WRITTEN TASK A:
Count the lines in the listing that contain the string "cloud".

--- Begin TEXT PROVIDED ---

Get Your Keyword List Sorted With These 5 Tools
If you’ve done any research into organic traffic, search engine optimisation (or SEO as it’s known), or even building up your business online, the chances are you’ve come across the term ‘keyword’. Maybe you’re already formulating a keyword list as part of your ongoing SEO strategy, but not sure how or where to start, or, if you’re a total novice, perhaps you’ve no idea what the term even means.
Don’t worry, our latest blog looks at all things keywords and the tools digital marketers (or businesses, like yours, looking to build website traffic) can use to find them, understand them and, most importantly benefit from them. Understanding the importance of keywords and targeting the right ones is vital to growing your organic traffic, improving your Google rankings and ultimately increasing online conversions; whether that’s a sale, lead or booking.
We’ve listed our favourite tools for finding keywords below, along with pros and cons, with examples of how we (and our clients) use them thrown in for good measure. If you’re serious about mastering Google, we think this blog is a good place to start, before we jump into the tools though, here’s some basics to get you started…
What Are Keywords?
Keywords are the ‘search terms’ people use to find your business online, through search engines such as Google and Bing. The term ‘keyword’ can be misleading as it suggests a single word only. However, they can be anything from a single word, a string of words or questions.
What Are The Different Types Of Keywords?
There are different categories which keywords can be sorted into, each signifying a users intent. Here’s a list of the most common types of keyword:
Single Word Keywords: These are, you’ve guessed it; single words! They often carry a lot of monthly search volume, which can be appealing in any SEO strategy, but they may not always result in clicks or conversions. For example, the term ‘Marketing’ is a single word keyword, which could be someone looking for a marketing agency, on the other hand, it could just be someone looking up what the word Marketing means! With single words, it’s often too difficult to determine the quality of traffic you’ll receive, should you reach #1 for that term.

--- End TEXT PROVIDED ---
--- Begin RECORDS SUPPLIED ---

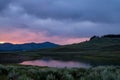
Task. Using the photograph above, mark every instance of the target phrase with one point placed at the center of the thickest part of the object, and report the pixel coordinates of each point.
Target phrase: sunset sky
(58, 21)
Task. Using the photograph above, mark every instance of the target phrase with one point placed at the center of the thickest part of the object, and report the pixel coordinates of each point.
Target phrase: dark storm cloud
(93, 10)
(64, 18)
(4, 4)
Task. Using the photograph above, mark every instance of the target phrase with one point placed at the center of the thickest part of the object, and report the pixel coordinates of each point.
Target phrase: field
(16, 72)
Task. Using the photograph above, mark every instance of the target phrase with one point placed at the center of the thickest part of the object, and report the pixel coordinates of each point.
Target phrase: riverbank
(16, 72)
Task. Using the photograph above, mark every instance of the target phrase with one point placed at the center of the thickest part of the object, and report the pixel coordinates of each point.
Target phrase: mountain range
(26, 46)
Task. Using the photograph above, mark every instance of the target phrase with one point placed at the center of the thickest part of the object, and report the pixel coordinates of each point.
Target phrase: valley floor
(17, 72)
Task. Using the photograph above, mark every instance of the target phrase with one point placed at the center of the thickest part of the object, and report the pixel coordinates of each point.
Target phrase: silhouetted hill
(26, 46)
(96, 43)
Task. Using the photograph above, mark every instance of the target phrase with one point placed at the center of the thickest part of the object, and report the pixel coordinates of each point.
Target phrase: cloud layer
(60, 21)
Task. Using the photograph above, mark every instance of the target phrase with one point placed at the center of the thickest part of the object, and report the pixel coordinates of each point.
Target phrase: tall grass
(38, 73)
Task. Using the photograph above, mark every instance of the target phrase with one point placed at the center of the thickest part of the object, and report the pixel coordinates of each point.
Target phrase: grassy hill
(96, 44)
(98, 50)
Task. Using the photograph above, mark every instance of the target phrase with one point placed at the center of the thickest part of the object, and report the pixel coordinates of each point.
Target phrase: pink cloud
(26, 36)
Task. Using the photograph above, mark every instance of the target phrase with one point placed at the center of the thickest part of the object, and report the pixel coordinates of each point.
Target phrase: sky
(58, 21)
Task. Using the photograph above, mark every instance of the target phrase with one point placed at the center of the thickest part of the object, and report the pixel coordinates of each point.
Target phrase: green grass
(16, 72)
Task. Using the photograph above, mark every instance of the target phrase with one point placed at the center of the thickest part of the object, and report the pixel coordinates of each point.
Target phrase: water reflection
(56, 63)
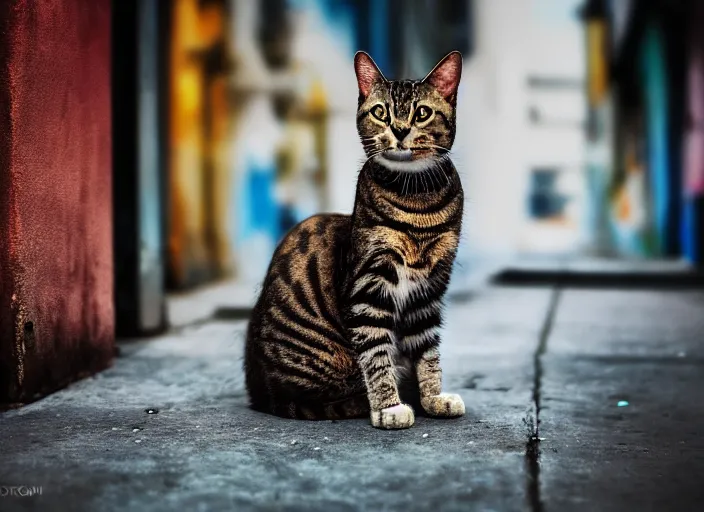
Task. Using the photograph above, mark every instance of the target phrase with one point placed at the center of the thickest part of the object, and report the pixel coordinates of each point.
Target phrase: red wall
(56, 267)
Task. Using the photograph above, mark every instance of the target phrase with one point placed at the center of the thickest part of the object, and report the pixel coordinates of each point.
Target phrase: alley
(614, 378)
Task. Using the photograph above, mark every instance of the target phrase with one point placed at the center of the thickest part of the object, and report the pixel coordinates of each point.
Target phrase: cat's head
(407, 120)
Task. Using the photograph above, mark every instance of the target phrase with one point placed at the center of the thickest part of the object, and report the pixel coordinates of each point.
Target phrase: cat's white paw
(398, 416)
(444, 405)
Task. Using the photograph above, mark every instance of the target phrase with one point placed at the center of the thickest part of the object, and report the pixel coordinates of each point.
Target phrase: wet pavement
(576, 400)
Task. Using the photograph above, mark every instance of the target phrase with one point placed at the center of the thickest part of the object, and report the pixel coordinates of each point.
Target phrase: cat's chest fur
(410, 286)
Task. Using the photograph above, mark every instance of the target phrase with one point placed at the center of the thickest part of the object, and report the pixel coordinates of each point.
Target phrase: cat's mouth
(398, 155)
(406, 155)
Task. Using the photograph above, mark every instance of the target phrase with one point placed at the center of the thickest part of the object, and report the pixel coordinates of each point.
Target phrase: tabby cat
(351, 304)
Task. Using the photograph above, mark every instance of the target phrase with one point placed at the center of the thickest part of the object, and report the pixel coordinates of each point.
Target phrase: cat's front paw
(444, 405)
(396, 417)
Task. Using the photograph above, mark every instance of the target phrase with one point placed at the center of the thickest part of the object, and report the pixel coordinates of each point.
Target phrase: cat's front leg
(370, 325)
(433, 400)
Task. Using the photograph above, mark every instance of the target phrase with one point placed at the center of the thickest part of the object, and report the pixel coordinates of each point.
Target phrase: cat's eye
(423, 113)
(379, 112)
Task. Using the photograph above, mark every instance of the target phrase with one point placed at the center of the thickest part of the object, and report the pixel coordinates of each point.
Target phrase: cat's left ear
(445, 76)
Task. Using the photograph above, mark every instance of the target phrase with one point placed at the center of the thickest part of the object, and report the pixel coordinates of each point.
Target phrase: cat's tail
(356, 406)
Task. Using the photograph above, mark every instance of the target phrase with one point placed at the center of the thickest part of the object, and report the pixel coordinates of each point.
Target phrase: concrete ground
(576, 400)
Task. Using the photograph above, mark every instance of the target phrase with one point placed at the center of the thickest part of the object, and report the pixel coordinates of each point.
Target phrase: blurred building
(228, 121)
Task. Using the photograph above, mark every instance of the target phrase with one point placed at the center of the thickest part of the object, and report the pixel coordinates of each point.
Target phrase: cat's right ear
(367, 73)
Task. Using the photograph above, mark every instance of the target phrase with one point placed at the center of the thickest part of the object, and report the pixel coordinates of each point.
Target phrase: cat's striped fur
(351, 303)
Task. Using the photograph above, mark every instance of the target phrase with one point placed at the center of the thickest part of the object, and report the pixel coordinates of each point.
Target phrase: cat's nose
(400, 133)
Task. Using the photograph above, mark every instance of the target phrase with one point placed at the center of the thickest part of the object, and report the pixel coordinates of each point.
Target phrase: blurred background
(580, 133)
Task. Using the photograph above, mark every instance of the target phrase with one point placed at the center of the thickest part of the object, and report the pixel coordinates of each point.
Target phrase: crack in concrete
(532, 456)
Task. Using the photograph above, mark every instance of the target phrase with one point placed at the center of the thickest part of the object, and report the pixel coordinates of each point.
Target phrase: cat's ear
(445, 76)
(367, 73)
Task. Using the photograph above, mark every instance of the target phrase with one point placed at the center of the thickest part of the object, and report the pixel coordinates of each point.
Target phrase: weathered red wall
(56, 267)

--- End RECORDS SUPPLIED ---

WRITTEN TASK B:
In the keyword tools blog, which two search engines are named as places where people use search terms to find a business online?

ANSWER A:
3

ANSWER B:
Google and Bing.